• [THE RECORDS]:

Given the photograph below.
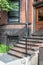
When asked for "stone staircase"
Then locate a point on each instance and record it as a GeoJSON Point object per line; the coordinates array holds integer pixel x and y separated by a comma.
{"type": "Point", "coordinates": [33, 43]}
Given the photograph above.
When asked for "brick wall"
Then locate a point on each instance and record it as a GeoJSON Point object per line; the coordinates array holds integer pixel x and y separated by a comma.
{"type": "Point", "coordinates": [22, 13]}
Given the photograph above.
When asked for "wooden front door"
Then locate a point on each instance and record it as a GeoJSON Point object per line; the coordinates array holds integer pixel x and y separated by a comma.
{"type": "Point", "coordinates": [39, 19]}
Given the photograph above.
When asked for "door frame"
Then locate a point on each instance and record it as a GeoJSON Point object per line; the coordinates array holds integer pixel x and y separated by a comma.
{"type": "Point", "coordinates": [38, 23]}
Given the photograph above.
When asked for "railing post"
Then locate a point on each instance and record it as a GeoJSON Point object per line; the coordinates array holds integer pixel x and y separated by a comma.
{"type": "Point", "coordinates": [27, 34]}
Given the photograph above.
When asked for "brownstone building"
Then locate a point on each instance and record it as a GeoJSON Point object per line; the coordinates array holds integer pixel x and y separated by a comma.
{"type": "Point", "coordinates": [30, 11]}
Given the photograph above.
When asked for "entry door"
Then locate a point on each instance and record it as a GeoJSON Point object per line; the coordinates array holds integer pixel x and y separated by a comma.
{"type": "Point", "coordinates": [39, 19]}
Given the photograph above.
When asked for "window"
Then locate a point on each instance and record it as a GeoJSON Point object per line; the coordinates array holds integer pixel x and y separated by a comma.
{"type": "Point", "coordinates": [40, 14]}
{"type": "Point", "coordinates": [14, 15]}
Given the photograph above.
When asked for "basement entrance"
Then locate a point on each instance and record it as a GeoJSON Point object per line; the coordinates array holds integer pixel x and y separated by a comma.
{"type": "Point", "coordinates": [39, 19]}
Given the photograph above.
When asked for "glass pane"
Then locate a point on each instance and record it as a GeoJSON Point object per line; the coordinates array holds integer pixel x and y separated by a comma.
{"type": "Point", "coordinates": [40, 14]}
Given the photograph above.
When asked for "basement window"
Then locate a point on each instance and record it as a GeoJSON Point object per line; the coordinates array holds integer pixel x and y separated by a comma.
{"type": "Point", "coordinates": [14, 15]}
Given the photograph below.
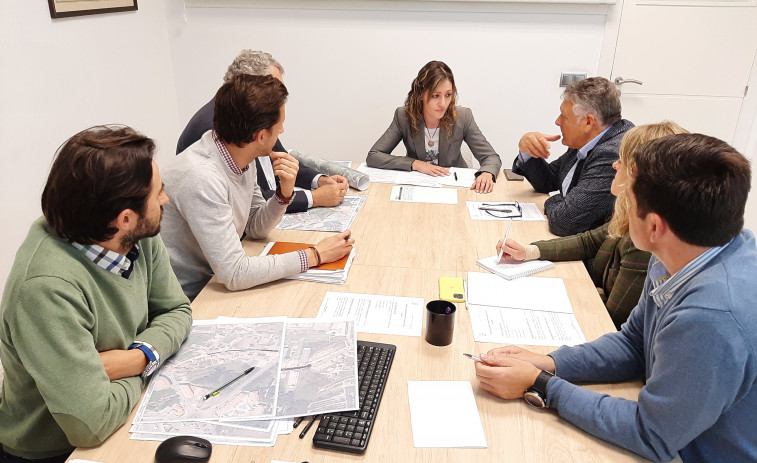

• [WHAT TO DO]:
Pull out every line of the records above that contains the string "door". Treat uppercase and lowercase as different.

• [COMPLETED EXERCISE]:
When asked for "wooden front door"
When asked for "door frame"
When asked for "entry door"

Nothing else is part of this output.